— OBJECTIVE —
All lines from the line containing "Could you please indicate the blonde" up to and including the last line of the listing below should be echoed exactly; no other lines belong in the response.

— MATERIAL PROVIDED —

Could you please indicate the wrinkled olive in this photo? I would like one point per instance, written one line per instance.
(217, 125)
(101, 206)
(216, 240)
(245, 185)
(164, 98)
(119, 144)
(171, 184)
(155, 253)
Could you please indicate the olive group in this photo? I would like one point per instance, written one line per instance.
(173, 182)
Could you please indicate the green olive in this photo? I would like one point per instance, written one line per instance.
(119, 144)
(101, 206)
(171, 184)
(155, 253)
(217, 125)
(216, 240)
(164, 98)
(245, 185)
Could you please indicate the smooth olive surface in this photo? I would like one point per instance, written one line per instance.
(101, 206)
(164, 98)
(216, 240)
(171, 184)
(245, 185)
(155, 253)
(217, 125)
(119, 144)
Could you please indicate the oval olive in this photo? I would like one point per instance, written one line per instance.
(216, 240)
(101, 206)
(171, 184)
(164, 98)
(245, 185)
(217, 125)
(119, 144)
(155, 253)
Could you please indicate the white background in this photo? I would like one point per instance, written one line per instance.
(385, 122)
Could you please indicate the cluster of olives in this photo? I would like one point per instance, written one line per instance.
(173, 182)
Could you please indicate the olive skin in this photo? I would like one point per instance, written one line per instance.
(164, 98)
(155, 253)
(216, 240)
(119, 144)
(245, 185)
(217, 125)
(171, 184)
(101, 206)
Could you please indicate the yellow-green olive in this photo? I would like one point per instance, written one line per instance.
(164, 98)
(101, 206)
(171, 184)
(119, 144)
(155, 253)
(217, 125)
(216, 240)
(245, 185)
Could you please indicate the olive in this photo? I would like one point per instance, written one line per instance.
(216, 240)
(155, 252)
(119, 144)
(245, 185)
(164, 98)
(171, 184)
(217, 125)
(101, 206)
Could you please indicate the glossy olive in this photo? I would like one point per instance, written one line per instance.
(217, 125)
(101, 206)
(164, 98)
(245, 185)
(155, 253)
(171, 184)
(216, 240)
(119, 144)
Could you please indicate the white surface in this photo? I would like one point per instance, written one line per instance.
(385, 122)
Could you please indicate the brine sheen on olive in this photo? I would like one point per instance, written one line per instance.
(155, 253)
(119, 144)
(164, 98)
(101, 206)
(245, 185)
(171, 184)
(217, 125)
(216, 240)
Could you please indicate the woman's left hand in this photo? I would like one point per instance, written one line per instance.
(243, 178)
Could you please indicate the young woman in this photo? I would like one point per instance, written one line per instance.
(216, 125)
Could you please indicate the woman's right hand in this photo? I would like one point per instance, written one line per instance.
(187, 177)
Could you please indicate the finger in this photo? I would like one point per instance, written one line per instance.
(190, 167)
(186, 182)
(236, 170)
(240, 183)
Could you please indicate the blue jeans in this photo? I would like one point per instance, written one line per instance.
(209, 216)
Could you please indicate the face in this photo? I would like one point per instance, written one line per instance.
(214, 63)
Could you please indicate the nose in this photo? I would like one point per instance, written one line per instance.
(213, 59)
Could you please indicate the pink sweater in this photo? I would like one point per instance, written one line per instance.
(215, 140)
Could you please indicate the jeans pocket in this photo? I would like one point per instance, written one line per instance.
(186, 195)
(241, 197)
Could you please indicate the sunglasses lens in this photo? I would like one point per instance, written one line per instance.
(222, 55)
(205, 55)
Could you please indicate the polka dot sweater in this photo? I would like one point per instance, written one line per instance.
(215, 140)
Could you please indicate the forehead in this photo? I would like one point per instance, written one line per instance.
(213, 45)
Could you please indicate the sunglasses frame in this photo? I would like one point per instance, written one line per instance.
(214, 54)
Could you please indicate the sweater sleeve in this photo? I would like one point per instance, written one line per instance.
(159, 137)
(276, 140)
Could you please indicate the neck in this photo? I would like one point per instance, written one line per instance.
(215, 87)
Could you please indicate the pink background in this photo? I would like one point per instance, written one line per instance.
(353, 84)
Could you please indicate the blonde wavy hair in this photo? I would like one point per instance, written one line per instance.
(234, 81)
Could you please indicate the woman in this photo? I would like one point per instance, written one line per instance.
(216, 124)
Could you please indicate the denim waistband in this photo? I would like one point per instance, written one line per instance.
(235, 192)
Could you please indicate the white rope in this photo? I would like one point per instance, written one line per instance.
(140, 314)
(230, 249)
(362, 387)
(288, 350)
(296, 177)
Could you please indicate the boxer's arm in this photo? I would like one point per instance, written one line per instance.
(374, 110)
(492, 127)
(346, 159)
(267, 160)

— EXERCISE SOLUTION —
Could you please indicate the blonde wavy hair in this photo? I would like one point per instance, written one line per instance.
(234, 81)
Could you please indicate the woman in this photo? I would like one point per instance, written one line per instance.
(216, 124)
Could you please indicate the denim waistband in this photo? I would like one point per instance, written one line per instance.
(235, 192)
Could you please indicate the white rope in this photo? I would like one point per instance, written one line per instance.
(140, 314)
(230, 249)
(362, 387)
(288, 350)
(296, 177)
Could you please indicate the boxer's arm in this photo? I would like one point per instance, written one line per instance.
(374, 110)
(492, 127)
(346, 159)
(267, 160)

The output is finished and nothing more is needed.